**Exercise goal:** Among the entries below, copy every line that carries the word "hair".

**Source material:**

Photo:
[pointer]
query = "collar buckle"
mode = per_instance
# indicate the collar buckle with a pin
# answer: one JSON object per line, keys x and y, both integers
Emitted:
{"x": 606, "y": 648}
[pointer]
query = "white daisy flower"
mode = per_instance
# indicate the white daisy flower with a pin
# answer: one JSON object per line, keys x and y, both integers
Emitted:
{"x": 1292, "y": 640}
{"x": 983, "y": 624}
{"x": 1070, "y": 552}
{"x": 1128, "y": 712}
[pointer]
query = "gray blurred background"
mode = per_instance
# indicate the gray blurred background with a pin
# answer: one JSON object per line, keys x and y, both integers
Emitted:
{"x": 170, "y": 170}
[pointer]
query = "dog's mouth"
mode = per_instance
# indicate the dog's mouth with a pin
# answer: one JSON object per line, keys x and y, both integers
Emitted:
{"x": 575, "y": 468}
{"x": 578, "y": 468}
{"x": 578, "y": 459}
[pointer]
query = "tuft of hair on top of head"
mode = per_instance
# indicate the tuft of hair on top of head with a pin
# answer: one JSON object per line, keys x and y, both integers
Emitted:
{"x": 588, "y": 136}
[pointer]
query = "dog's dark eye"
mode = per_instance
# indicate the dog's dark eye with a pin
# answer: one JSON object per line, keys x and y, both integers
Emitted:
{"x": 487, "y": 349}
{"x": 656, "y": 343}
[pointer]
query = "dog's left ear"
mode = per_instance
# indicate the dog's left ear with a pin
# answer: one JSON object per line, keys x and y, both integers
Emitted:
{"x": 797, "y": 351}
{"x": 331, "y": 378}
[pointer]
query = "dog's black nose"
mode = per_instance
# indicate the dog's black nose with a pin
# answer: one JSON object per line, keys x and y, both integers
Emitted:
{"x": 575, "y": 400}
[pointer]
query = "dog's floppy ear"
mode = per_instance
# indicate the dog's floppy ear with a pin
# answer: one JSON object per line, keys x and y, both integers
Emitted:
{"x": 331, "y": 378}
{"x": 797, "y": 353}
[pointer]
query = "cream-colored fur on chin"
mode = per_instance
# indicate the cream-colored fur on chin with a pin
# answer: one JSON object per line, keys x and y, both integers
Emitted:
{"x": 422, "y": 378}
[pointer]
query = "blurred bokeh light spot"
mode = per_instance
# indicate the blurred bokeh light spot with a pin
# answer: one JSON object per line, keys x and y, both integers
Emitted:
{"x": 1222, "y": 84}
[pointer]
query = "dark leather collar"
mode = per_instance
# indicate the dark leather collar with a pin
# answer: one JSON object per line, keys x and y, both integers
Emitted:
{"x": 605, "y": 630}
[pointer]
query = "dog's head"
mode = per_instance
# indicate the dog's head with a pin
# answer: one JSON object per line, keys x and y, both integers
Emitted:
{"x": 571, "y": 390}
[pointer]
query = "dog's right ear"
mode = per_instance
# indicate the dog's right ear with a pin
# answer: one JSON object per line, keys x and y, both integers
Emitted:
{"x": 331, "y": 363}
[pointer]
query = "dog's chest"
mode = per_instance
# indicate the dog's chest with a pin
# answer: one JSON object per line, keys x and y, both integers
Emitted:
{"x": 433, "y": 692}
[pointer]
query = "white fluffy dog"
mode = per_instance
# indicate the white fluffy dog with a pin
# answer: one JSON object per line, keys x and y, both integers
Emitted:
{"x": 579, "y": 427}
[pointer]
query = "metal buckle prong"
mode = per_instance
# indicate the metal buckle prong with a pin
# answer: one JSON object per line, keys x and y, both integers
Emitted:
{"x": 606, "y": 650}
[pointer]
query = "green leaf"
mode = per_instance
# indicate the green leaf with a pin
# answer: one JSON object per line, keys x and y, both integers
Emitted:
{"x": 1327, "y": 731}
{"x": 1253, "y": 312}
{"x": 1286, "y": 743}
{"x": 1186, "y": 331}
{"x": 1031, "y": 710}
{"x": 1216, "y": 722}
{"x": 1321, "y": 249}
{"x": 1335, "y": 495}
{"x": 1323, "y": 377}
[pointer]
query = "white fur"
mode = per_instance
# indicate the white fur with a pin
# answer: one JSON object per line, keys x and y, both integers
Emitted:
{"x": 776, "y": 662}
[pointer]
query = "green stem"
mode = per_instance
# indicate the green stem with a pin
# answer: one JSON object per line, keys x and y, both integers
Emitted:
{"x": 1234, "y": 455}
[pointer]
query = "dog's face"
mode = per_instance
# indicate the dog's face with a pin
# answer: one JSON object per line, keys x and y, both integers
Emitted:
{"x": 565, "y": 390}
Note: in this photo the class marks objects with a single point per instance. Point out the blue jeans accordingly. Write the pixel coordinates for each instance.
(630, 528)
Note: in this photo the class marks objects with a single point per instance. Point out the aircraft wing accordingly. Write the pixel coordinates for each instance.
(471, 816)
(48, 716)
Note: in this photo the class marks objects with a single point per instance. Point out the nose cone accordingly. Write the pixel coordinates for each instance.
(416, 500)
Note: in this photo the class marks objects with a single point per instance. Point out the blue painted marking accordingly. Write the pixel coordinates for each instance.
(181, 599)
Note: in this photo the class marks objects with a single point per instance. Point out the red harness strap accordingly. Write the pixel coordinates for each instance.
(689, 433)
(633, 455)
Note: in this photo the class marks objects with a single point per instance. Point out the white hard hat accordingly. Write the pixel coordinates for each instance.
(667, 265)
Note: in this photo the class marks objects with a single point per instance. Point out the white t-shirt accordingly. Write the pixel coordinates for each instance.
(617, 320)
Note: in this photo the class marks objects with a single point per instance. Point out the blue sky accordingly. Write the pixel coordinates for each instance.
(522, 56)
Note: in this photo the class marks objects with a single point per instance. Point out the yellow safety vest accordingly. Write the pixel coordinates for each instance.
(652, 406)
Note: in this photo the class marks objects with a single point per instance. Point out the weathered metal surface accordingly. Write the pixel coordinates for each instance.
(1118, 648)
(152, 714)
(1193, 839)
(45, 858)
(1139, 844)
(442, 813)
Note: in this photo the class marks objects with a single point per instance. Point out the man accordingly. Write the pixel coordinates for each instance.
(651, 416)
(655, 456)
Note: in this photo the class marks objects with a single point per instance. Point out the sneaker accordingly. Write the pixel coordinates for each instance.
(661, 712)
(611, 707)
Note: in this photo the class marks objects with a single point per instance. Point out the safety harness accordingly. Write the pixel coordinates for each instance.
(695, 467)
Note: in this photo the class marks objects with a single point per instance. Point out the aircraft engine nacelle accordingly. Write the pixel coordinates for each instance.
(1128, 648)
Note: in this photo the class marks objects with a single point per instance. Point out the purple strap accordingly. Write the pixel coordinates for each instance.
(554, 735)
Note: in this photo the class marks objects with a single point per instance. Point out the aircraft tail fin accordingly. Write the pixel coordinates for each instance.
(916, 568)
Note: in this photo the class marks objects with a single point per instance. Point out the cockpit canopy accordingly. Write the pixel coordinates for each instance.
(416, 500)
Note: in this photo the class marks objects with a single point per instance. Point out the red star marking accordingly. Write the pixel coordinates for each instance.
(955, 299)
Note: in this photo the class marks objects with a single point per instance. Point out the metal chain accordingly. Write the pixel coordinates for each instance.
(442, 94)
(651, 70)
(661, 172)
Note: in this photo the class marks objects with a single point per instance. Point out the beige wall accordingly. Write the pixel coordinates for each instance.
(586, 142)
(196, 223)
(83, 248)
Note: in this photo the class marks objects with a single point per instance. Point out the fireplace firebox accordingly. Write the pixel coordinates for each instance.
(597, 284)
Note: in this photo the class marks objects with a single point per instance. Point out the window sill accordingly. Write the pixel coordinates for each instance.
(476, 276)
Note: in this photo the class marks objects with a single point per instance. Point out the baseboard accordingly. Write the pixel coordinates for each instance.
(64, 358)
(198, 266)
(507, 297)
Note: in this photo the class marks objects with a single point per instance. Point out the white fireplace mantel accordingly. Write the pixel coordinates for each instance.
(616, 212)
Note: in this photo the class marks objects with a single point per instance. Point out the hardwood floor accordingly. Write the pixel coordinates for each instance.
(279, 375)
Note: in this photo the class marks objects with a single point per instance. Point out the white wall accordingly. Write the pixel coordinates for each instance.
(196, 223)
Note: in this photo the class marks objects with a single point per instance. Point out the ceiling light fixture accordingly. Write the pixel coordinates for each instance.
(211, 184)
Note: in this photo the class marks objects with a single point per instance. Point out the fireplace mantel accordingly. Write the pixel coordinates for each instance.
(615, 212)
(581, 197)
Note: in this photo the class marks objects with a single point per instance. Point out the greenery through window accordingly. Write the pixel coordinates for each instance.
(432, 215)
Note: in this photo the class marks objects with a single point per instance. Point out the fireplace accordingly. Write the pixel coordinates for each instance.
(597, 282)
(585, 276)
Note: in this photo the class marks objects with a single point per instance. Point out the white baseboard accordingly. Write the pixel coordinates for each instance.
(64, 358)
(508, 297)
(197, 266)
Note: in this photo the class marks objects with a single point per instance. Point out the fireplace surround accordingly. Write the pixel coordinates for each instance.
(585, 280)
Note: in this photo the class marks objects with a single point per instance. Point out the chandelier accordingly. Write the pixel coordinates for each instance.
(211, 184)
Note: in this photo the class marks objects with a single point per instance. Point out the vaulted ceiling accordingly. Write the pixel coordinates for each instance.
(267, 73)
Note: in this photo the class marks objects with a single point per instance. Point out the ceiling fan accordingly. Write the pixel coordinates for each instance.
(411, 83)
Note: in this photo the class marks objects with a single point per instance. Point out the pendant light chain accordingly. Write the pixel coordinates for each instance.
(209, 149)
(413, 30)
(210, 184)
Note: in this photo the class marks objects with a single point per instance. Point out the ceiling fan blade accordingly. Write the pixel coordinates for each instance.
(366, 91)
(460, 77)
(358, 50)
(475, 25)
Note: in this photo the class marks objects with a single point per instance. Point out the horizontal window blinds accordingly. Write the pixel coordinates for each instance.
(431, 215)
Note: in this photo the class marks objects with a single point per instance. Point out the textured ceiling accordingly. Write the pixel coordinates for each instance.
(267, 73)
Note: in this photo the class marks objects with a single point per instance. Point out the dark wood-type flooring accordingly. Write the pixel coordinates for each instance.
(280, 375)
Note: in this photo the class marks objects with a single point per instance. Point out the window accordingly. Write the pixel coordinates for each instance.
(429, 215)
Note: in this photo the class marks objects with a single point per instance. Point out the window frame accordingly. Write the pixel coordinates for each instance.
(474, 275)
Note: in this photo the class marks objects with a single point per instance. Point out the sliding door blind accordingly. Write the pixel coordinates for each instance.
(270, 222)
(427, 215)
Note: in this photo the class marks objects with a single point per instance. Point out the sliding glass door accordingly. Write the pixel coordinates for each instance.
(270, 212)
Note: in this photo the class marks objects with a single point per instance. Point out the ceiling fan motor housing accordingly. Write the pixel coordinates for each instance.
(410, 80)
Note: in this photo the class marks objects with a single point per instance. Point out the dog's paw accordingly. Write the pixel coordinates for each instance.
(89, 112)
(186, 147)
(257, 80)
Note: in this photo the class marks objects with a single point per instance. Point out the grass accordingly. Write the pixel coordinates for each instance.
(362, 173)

**Response box:**
query = "tuft of hair on top of head"
# indicate the tuft of hair on top of head with a pin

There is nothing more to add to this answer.